▶ _PROBLEM REQUIREMENTS_: Pictures aside, please retype the whole listing word for word.

▶ _EXCERPTED RECORDS_:

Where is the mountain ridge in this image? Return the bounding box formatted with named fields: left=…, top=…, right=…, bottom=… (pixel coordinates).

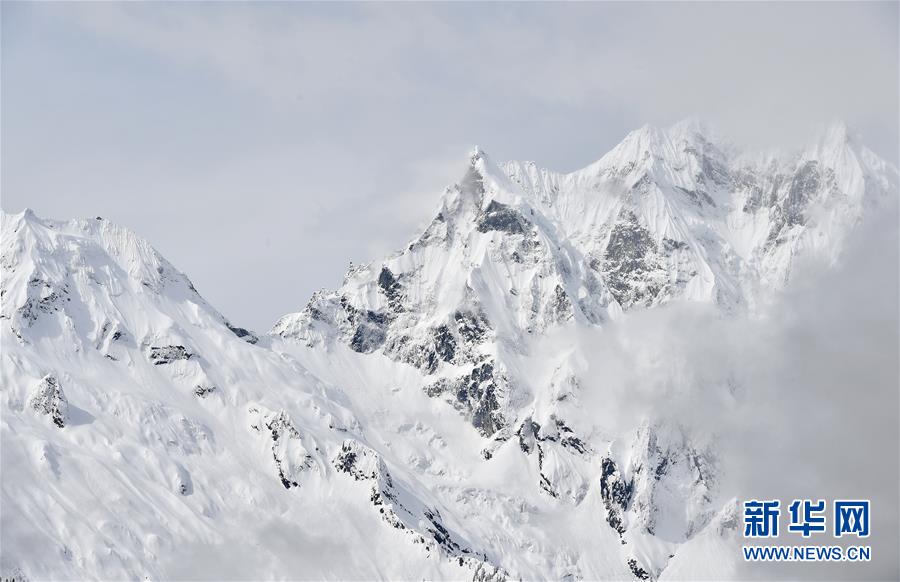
left=1, top=120, right=896, bottom=581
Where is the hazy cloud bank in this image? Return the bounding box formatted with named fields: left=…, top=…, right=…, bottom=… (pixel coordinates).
left=3, top=2, right=897, bottom=329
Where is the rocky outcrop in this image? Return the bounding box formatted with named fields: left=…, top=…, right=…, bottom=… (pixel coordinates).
left=226, top=322, right=258, bottom=344
left=28, top=374, right=68, bottom=428
left=627, top=558, right=651, bottom=580
left=602, top=211, right=668, bottom=309
left=193, top=385, right=216, bottom=398
left=148, top=345, right=194, bottom=365
left=17, top=278, right=70, bottom=327
left=249, top=406, right=315, bottom=489
left=333, top=439, right=507, bottom=579
left=477, top=200, right=530, bottom=235
left=425, top=360, right=507, bottom=436
left=600, top=457, right=633, bottom=535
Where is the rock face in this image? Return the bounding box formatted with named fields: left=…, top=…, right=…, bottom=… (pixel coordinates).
left=28, top=374, right=68, bottom=428
left=600, top=456, right=633, bottom=535
left=249, top=406, right=316, bottom=489
left=602, top=210, right=668, bottom=308
left=148, top=345, right=193, bottom=365
left=226, top=322, right=258, bottom=344
left=425, top=359, right=507, bottom=436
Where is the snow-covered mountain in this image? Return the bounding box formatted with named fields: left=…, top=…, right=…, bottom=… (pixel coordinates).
left=272, top=119, right=895, bottom=439
left=2, top=121, right=896, bottom=581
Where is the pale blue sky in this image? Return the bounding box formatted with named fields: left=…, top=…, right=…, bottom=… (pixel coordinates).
left=3, top=2, right=897, bottom=330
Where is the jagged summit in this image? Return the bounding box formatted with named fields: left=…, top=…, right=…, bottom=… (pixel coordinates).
left=277, top=119, right=895, bottom=359
left=268, top=121, right=895, bottom=484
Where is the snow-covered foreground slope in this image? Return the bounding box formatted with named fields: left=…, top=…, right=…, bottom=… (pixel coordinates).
left=2, top=121, right=897, bottom=581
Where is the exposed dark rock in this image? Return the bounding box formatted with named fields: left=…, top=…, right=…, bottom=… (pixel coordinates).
left=333, top=440, right=385, bottom=482
left=425, top=360, right=506, bottom=436
left=249, top=407, right=313, bottom=490
left=423, top=507, right=466, bottom=554
left=602, top=211, right=666, bottom=308
left=19, top=277, right=69, bottom=326
left=432, top=324, right=457, bottom=364
left=193, top=385, right=216, bottom=398
left=383, top=320, right=472, bottom=375
left=661, top=238, right=688, bottom=252
left=600, top=457, right=634, bottom=535
left=28, top=374, right=68, bottom=428
left=627, top=558, right=651, bottom=580
left=513, top=415, right=588, bottom=497
left=477, top=200, right=529, bottom=235
left=545, top=418, right=587, bottom=454
left=536, top=446, right=558, bottom=499
left=383, top=333, right=439, bottom=374
left=378, top=267, right=404, bottom=311
left=226, top=322, right=259, bottom=344
left=654, top=456, right=669, bottom=481
left=337, top=296, right=390, bottom=354
left=333, top=439, right=506, bottom=577
left=549, top=284, right=574, bottom=322
left=148, top=345, right=193, bottom=365
left=454, top=309, right=491, bottom=346
left=350, top=320, right=387, bottom=354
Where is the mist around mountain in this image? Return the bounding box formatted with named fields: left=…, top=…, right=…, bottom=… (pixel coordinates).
left=1, top=120, right=897, bottom=581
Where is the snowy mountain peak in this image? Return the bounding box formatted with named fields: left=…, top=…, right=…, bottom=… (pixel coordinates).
left=0, top=209, right=257, bottom=353
left=276, top=120, right=897, bottom=388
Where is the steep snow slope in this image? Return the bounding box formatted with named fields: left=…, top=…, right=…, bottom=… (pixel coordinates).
left=2, top=121, right=896, bottom=581
left=0, top=211, right=512, bottom=580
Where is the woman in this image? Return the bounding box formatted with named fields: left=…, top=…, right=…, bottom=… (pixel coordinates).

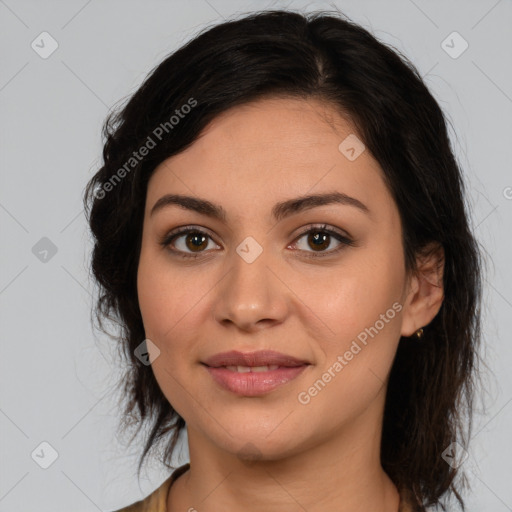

▶ _YOUR SOLUTION_:
Where is the mountain ridge in this image? Return the bounding box formatted with named fields: left=…, top=…, right=…, bottom=… (pixel coordinates).

left=1, top=120, right=896, bottom=581
Where is the hazy cloud bank in this image? Return the bounding box formatted with named fields: left=…, top=…, right=…, bottom=… (pixel coordinates).
left=3, top=2, right=897, bottom=329
Where is the rocky outcrop in this image? Return the bounding box formatted with named fields: left=…, top=…, right=…, bottom=… (pixel coordinates).
left=226, top=322, right=258, bottom=344
left=28, top=374, right=68, bottom=428
left=627, top=558, right=651, bottom=580
left=602, top=211, right=668, bottom=309
left=193, top=385, right=216, bottom=398
left=148, top=345, right=194, bottom=365
left=17, top=278, right=70, bottom=327
left=249, top=406, right=315, bottom=489
left=333, top=439, right=507, bottom=579
left=477, top=200, right=530, bottom=235
left=425, top=360, right=507, bottom=436
left=600, top=457, right=633, bottom=535
Where is the rock face in this image? Return the bounding box formatted with named fields: left=…, top=…, right=…, bottom=… (pixel coordinates).
left=28, top=374, right=68, bottom=428
left=600, top=456, right=633, bottom=535
left=249, top=406, right=316, bottom=489
left=602, top=210, right=668, bottom=308
left=148, top=345, right=193, bottom=365
left=226, top=322, right=258, bottom=344
left=425, top=359, right=507, bottom=436
Where is the snow-covered mountain in this image? Return the bounding box formatted with named fields: left=…, top=…, right=…, bottom=… (pixel coordinates).
left=272, top=119, right=895, bottom=439
left=2, top=121, right=896, bottom=581
Where is the pale blue sky in this image? Return the bounding box formatted with named fields: left=…, top=…, right=…, bottom=… (pixel coordinates).
left=3, top=2, right=897, bottom=330
Where is the jagged summit in this image? Return the bounding box formatted with named fields: left=…, top=…, right=…, bottom=… (pixel coordinates).
left=277, top=119, right=895, bottom=359
left=268, top=121, right=895, bottom=484
Where is the snow-covered foreground slope in this image? Return the bounding box formatted with named fields: left=…, top=…, right=…, bottom=… (pixel coordinates).
left=2, top=121, right=897, bottom=581
Where is the exposed dark rock in this image? Return the bounding box formatted with named fields: left=…, top=…, right=…, bottom=… (pixel coordinates).
left=333, top=440, right=385, bottom=482
left=425, top=360, right=506, bottom=436
left=249, top=407, right=313, bottom=490
left=423, top=507, right=466, bottom=554
left=602, top=211, right=666, bottom=308
left=19, top=277, right=69, bottom=326
left=432, top=324, right=457, bottom=364
left=193, top=385, right=216, bottom=398
left=383, top=320, right=472, bottom=375
left=661, top=238, right=688, bottom=252
left=600, top=457, right=634, bottom=535
left=28, top=374, right=68, bottom=428
left=627, top=558, right=651, bottom=580
left=513, top=415, right=588, bottom=497
left=477, top=200, right=529, bottom=235
left=545, top=418, right=587, bottom=454
left=536, top=446, right=558, bottom=499
left=383, top=333, right=439, bottom=374
left=378, top=267, right=404, bottom=311
left=226, top=322, right=259, bottom=344
left=654, top=456, right=669, bottom=481
left=337, top=296, right=390, bottom=354
left=333, top=439, right=506, bottom=577
left=549, top=284, right=574, bottom=322
left=148, top=345, right=193, bottom=365
left=454, top=309, right=491, bottom=346
left=350, top=320, right=387, bottom=354
Where is the mist around mountain in this image? Return the bounding box formatted with named fields: left=…, top=…, right=…, bottom=… (pixel coordinates).
left=1, top=120, right=897, bottom=581
Where is the snowy mountain peak in this image? Return the bounding box formatted with named fields: left=…, top=…, right=…, bottom=… (pixel coordinates).
left=0, top=209, right=257, bottom=353
left=276, top=120, right=897, bottom=388
Where is the steep snow slope in this image? Return the bounding box formatted with named fields: left=…, top=…, right=…, bottom=… (pixel coordinates).
left=2, top=121, right=896, bottom=581
left=0, top=211, right=512, bottom=580
Where is the woman in this image? Return the bounding box formatted with named fields: left=…, top=…, right=…, bottom=… (pixel coordinates).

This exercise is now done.